31La question était : « Qu’est-ce que la philosophie ? » Le penseur écarte l’idée d’une autonomie de la philosophie. Il n’y a pas de spécificité philosophique. La raison est qu’un relativisme conceptuel est responsable de ce que sont les fabrications théoriques.
« La philosophie étant une construction de théorie et la construction de théorie étant une activité si répandue, est-ce qu’il y a quoi que ce soit de spécial ou distinctif à propos de l’entreprise philosophique ? Est-ce que les philosophes construisent des théories d’une sorte spéciale qui diffèrent fondamentalement des théories scientifiques et des théories populaires variées ? Je ne pense pas. Je ne pense pas non plus que les philosophes sont préoccupés par un sujet d’une sorte spéciale, à propos duquel ils construisent des théories15. »
32Par contre, il y a des particularités philosophiques. Les théories philosophiques ont une finalité particulière, qui est celle des théories scientifiques, mais qui n’est pas celle des théories populaires. Une théorie philosophique tend vers un accomplissement cognitif. Une théorie philosophique est correcte dans la mesure où elle apporte une meilleure compréhension du monde.
- La conception de la philosophie comme construction de théorie s’inscrit en faux contre la thèse de Hacker. La philosophie ne vise pas à la clarification.
- La conception de la philosophie comme construction de théorie fait écho à une thèse de Goodman, pour qui philosophie, sciences et arts construisent des versions du monde et participent à égale mesure du progrès de la compréhension.
33En ouvrant notre analyse, nous avions proposé un critère fort pour départager le courant naturaliste de la tendance traditionaliste. Il était le respect ou le rejet de la thèse de l’autonomie de la philosophie. Le relativisme conceptuel a, au bout du compte, une incidence sur la nature de la philosophie.
34La méthodologie de Walton implique, d’après la terminologie introduite plus tôt, une conception naturaliste, modérée si l’on veut, de la philosophie. Elle recherche un entre-deux, bien qu’elle ne s’embarrasse pas de sophistication en décrivant ce que sont, par nature, les construits philosophiques.
- Les théories philosophiques sont empiriques, parce qu’elles sont fondées sur des données empiriques et qu’elles cherchent à les expliquer (au moins en partie).
- La philosophie est une discipline quasi a priori, sinon a priori, parce que l’élaboration de théories ne requiert aucune recherche empirique supplémentaire, pas plus que l’évaluation des théories existantes.

#####

#### [CONSIGNE]
Poursuivez le texte ci-dessus sur la philosophie comme construction de théorie, en reprenant juste après sa dernière phrase.

#### [DONNÉES RECUEILLIES]
#####

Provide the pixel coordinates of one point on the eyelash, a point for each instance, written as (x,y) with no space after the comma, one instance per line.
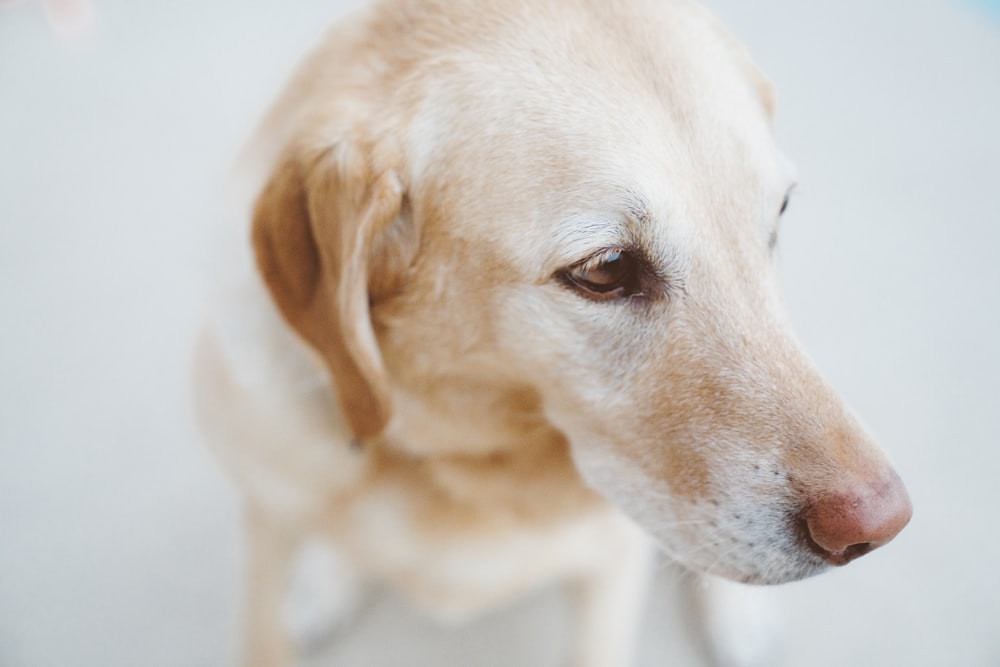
(621,282)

#####

#### [RÉPONSE ATTENDUE]
35Donnons quelques détails. Les données philosophiques sont parfois des données populaires. Le penseur concède au traditionaliste que la recherche philosophique s’effectue en chambre. Le philosophe n’a pas à se rendre sur le terrain pour collecter des données. On considère traditionnellement qu’une collection de connaissances ordinaires, recueillies auprès de l’expérience quotidienne de tout un chacun, est à disposition. Nul besoin de quitter son bureau pour collecter puis évaluer ces expériences à l’aune d’une théorie ou une théorie à l’aune de ces expériences. Les théories philosophiques doivent être scientifiquement informées. Walton concède au naturaliste que les données que le philosophe organise et explique par la construction de théories « devraient inclure les résultats de l’observation et de l’expérimentation scientifiques16 ». Les données empiriques sont parfois conformes à l’expérience ordinaire. Elles confirment, par exemple, que nous percevons les objets en nuance de gris, non en couleur, dans une pièce en manque d’éclairage. Les données empiriques contredisent parfois les évidences ordinaires. Elles sont alors un garde-fou qui permet, par exemple, de se méfier du philosophe qui affirmerait que toute langue a un terme pour le concept de beauté. L’idée est aujourd’hui peu controversée, mais elle n’est pas anodine. En recommandant de prendre connaissance de ces travaux, Walton ne se contente pas d’un conseil heuristique. Les sciences fournissent aux penseurs des données, alors entendues comme matériaux de la réflexion philosophique, ce qui suppose qu’une théorie philosophique puisse, par nature, être contestée par des arguments scientifiques.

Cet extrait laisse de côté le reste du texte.